To be done:
**1)** Translate this sentence from the Uncle Mo article into Spanish: "His trainer, Todd Pletcher, is one of the best."
**2)** According to the Uncle Mo article, what brand did owner Mike Repole have success with?
**3)** Copy the passage of the Uncle Mo article between "by | 02.02.2011" and "to the sport.", inclusive.

Protecting Uncle Mo

by | 02.02.2011 | 11:59am

Our 2-year-old champion colt, Uncle Mo, is in good hands. His trainer, Todd Pletcher, is one of the best. His owner, Mike Repole, is a successful businessman committed to the sport.
 
In marketing terms, Uncle Mo is a brand. Based upon the success his owner Mike Repole had with Vitaminwater, few people know better how to develop, promote and protect a brand.
 
But it is hard to protect the brand that is Uncle Mo in Thoroughbred racing.

In the real world if Mike Repole's former brand, Vitaminwater, was on the shelf of a grocery store and the store owner said to him, “I will not pay you based upon the sales of your brand, instead I'm going to pool the sales of all drinks and pay that money out later as I see fit.”
 
If that had happened, Repole might have said, “Pay me for the sales of my brand, or you won't get my brand”.
 
That seems reasonable. If the store knows the amount of Vitaminwater sold, why not pay Repole for the sales it generated? Actually, they did know and they did pay him for the revenue his brand generated. That's how the real world works.

Labeled shape records
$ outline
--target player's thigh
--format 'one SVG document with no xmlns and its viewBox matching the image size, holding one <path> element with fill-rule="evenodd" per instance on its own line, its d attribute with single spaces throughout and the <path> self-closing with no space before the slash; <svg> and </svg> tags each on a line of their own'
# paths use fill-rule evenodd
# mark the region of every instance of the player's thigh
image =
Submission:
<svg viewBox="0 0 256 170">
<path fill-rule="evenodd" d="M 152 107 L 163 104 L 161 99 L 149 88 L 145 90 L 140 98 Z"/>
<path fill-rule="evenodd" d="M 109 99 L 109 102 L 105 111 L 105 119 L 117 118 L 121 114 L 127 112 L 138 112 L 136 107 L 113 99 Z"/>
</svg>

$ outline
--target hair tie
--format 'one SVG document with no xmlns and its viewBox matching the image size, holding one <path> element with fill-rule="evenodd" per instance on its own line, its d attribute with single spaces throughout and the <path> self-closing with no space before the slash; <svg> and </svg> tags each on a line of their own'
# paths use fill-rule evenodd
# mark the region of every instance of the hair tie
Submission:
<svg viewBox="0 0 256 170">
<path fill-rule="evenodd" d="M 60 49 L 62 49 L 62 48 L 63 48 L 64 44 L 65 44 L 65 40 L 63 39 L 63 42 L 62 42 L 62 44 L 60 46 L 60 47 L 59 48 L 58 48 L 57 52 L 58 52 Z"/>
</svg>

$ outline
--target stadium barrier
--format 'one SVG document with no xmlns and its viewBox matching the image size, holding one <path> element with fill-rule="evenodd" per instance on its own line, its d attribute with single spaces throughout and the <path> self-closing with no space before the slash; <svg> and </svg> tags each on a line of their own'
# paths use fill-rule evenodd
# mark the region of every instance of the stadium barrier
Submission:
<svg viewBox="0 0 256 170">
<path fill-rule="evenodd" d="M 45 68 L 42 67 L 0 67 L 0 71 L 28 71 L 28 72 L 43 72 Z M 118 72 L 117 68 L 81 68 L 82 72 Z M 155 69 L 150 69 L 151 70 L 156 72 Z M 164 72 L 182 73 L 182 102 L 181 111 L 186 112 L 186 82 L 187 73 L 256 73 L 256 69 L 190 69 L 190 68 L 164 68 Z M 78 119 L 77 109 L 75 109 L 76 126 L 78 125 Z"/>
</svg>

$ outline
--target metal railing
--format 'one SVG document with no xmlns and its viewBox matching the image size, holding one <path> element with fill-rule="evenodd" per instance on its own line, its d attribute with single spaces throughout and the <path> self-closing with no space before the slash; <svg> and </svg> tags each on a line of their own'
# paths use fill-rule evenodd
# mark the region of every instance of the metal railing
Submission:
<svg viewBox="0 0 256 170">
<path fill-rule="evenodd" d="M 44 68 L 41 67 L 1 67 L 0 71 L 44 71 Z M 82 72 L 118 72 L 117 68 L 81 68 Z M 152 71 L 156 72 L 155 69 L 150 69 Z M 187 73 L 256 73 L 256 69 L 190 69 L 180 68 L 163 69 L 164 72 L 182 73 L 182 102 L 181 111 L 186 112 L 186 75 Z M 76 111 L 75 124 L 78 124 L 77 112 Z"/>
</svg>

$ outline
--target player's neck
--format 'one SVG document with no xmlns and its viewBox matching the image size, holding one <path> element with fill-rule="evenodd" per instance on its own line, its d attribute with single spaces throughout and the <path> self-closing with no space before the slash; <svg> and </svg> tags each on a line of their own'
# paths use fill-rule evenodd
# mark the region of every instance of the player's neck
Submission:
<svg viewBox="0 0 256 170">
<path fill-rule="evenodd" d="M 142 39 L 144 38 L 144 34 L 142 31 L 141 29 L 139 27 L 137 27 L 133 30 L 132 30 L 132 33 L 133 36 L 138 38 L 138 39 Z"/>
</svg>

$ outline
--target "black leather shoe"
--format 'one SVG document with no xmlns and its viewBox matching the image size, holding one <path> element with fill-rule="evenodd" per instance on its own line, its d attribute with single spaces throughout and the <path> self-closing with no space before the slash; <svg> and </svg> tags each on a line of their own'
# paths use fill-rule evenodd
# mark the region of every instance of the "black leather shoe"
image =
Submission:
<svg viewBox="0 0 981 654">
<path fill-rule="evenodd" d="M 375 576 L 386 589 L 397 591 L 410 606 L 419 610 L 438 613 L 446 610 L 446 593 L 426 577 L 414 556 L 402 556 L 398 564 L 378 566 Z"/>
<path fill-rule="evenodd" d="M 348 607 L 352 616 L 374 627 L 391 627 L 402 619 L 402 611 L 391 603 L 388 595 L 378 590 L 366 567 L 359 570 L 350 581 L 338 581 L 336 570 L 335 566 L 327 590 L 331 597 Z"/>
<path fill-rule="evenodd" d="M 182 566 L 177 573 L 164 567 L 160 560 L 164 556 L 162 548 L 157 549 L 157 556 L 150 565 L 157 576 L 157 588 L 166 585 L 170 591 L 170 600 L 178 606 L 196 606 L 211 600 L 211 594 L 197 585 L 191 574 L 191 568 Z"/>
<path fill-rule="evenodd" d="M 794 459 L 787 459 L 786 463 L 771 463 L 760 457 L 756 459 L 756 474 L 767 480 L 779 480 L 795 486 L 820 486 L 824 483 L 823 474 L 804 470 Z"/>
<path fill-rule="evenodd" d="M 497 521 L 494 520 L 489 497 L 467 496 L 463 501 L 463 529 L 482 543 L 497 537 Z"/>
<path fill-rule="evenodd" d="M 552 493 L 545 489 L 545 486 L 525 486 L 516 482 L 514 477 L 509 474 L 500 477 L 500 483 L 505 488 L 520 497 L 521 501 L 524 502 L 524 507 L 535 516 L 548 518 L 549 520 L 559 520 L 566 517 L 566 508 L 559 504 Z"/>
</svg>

Results in order:
**1)** Su entrenador, Todd Pletcher, es uno de los mejores.

**2)** Vitaminwater.

**3)**
by | 02.02.2011 | 11:59am

Our 2-year-old champion colt, Uncle Mo, is in good hands. His trainer, Todd Pletcher, is one of the best. His owner, Mike Repole, is a successful businessman committed to the sport.